Exercise aim:
In the entries that follow, find the line containing "[locate] distant mountain (one", then output exactly every line from the first through that one.

Materials provided:

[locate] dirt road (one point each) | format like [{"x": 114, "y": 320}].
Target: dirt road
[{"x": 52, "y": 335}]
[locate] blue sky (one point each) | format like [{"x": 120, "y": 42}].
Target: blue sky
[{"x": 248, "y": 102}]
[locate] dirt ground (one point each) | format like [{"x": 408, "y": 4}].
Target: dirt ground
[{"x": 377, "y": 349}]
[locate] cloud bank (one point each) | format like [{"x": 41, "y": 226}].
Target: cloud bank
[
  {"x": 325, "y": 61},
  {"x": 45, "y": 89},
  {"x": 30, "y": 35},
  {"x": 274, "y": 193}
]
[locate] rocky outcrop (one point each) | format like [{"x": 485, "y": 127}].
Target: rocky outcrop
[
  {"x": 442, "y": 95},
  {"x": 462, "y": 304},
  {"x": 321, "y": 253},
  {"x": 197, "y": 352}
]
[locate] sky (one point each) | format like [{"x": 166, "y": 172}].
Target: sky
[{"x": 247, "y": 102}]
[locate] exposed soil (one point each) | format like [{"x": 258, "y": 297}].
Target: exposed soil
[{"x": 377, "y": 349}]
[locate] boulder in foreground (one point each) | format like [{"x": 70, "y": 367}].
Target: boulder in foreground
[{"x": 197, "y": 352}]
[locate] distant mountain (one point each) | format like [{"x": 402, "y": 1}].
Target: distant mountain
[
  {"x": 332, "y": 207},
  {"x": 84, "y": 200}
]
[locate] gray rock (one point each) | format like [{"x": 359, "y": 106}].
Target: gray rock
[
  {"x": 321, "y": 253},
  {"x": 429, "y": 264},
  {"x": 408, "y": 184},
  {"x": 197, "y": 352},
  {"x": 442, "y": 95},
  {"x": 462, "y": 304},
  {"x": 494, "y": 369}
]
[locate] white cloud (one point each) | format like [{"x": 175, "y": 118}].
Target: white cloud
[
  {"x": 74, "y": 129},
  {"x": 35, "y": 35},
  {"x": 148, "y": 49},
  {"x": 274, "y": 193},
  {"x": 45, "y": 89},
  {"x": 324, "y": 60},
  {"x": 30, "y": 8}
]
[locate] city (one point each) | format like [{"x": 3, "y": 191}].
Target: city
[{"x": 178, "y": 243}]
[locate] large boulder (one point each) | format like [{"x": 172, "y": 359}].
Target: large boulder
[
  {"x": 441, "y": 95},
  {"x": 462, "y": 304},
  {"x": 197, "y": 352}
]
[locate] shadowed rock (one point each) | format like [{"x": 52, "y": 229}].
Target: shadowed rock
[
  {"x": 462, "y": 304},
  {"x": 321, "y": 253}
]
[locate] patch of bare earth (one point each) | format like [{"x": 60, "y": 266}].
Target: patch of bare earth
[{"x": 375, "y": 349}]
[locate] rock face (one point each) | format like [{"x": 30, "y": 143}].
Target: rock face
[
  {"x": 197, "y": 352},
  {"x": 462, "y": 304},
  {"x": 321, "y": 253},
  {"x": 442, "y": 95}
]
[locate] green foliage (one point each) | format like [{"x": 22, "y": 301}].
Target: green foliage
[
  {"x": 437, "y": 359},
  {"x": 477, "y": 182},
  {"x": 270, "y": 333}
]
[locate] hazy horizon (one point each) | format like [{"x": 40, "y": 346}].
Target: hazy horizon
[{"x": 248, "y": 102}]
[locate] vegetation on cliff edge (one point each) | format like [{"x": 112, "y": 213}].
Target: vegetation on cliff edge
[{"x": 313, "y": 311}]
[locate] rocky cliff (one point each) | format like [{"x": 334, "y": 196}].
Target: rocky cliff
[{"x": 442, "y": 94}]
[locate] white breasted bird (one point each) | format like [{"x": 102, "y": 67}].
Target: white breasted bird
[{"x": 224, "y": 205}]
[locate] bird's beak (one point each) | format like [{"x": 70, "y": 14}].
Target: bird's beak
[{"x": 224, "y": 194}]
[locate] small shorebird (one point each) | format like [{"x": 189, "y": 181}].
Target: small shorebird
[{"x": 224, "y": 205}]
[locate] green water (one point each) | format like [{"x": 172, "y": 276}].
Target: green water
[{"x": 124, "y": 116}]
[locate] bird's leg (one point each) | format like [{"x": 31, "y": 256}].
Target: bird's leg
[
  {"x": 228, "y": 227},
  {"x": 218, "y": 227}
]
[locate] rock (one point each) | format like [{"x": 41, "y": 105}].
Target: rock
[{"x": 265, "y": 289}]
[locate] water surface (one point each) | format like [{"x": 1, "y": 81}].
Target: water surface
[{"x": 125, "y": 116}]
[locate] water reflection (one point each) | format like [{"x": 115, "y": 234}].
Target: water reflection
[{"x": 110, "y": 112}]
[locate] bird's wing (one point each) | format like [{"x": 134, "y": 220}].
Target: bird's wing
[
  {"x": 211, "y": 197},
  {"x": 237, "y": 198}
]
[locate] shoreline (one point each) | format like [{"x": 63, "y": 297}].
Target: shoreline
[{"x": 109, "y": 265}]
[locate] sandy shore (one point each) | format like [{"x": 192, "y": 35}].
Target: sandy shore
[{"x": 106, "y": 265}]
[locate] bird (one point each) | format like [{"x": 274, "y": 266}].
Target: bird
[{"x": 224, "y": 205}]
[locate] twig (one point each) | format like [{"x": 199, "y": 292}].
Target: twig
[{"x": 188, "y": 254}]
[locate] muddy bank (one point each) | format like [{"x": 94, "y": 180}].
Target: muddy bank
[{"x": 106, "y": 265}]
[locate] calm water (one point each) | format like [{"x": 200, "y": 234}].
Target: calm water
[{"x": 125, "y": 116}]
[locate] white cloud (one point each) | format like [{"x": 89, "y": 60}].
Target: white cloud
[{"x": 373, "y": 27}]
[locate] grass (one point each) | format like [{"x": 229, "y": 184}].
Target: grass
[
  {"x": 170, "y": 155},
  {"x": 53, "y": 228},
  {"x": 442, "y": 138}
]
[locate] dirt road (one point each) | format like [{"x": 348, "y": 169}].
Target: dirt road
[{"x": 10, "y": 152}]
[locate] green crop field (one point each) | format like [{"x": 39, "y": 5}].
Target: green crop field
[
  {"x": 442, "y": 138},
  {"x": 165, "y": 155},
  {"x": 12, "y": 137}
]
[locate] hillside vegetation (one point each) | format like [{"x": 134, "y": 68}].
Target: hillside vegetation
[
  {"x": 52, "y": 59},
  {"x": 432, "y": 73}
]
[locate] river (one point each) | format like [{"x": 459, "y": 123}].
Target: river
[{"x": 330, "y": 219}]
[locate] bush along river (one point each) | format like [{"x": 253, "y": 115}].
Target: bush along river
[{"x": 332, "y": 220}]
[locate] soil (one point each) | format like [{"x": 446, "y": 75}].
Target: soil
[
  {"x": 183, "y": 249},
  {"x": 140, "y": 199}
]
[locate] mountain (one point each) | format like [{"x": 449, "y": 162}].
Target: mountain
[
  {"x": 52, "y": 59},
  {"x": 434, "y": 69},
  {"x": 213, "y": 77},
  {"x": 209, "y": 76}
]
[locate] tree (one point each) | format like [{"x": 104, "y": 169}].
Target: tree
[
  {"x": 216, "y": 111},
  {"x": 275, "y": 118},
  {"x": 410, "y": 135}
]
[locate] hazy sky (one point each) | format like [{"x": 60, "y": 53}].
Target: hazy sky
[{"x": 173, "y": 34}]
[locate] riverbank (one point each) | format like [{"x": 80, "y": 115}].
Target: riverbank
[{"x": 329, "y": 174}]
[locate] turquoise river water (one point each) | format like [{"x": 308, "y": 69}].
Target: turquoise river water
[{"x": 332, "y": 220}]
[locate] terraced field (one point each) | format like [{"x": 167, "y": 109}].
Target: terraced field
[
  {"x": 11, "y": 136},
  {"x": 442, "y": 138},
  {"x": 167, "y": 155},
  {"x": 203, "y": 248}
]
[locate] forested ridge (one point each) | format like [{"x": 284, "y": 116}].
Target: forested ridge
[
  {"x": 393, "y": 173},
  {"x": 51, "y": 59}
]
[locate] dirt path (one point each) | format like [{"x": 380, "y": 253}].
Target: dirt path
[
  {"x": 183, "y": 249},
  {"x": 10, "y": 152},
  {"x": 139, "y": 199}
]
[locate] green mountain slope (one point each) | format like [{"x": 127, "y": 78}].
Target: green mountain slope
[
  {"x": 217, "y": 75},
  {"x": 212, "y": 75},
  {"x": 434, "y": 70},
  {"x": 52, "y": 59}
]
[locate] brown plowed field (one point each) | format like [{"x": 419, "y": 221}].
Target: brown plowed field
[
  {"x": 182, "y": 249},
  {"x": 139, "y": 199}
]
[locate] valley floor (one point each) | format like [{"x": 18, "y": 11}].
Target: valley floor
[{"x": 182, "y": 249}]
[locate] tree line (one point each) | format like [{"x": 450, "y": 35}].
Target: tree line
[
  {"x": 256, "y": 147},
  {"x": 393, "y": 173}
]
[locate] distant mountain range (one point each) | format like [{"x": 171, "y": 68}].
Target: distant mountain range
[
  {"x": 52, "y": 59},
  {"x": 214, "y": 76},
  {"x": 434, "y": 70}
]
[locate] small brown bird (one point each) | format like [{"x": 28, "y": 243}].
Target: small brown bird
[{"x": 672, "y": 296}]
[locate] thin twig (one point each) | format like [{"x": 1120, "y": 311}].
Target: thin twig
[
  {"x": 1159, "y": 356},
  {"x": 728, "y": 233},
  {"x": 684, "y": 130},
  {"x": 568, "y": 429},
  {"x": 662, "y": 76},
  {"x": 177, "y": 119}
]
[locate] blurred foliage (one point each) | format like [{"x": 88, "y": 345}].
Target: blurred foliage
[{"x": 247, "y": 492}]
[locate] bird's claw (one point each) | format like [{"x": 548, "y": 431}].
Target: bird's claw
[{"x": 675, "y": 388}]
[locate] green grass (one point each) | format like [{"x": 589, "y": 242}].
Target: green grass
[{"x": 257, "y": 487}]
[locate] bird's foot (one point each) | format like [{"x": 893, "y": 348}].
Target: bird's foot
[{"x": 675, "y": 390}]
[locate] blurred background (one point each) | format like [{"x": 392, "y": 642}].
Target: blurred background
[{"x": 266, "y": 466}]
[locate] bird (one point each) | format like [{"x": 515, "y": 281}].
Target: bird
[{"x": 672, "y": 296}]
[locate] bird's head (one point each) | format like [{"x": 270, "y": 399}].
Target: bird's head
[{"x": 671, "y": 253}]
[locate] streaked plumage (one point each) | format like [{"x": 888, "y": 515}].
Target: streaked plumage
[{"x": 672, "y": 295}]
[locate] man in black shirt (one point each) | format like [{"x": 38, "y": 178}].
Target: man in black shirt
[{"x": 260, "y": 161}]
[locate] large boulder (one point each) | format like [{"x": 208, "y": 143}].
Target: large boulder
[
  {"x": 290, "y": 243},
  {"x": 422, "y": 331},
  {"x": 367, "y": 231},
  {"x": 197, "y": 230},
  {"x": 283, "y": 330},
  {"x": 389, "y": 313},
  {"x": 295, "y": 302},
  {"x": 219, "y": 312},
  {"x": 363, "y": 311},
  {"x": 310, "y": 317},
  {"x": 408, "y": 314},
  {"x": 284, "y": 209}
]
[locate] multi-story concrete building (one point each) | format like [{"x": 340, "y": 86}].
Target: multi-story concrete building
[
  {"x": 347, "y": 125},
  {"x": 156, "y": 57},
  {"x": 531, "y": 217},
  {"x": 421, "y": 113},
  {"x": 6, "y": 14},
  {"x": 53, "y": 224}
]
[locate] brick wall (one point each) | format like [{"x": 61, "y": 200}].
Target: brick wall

Written solution:
[locate] dirt road (one point each) | format like [{"x": 114, "y": 320}].
Target: dirt road
[{"x": 52, "y": 335}]
[locate] blue sky (one point each) | format like [{"x": 120, "y": 42}].
Target: blue sky
[{"x": 248, "y": 102}]
[locate] dirt ground (one point each) | format like [{"x": 408, "y": 4}].
Target: dirt ground
[{"x": 377, "y": 349}]
[locate] cloud bank (one point each) | format like [{"x": 41, "y": 226}].
Target: cloud bank
[
  {"x": 325, "y": 61},
  {"x": 45, "y": 89},
  {"x": 30, "y": 35},
  {"x": 274, "y": 193}
]
[locate] rocky outcrop (one point each) | format like [{"x": 485, "y": 127}].
Target: rocky outcrop
[
  {"x": 442, "y": 95},
  {"x": 462, "y": 304},
  {"x": 321, "y": 253},
  {"x": 197, "y": 352}
]
[locate] sky (one point each) | format like [{"x": 166, "y": 172}].
Target: sky
[{"x": 247, "y": 102}]
[locate] exposed soil (one point each) | format like [{"x": 258, "y": 297}].
Target: exposed soil
[{"x": 377, "y": 349}]
[locate] boulder in foreground (one point each) | format like [{"x": 70, "y": 367}].
Target: boulder in foreground
[{"x": 197, "y": 352}]
[locate] distant mountain (one point each) | format like [{"x": 402, "y": 1}].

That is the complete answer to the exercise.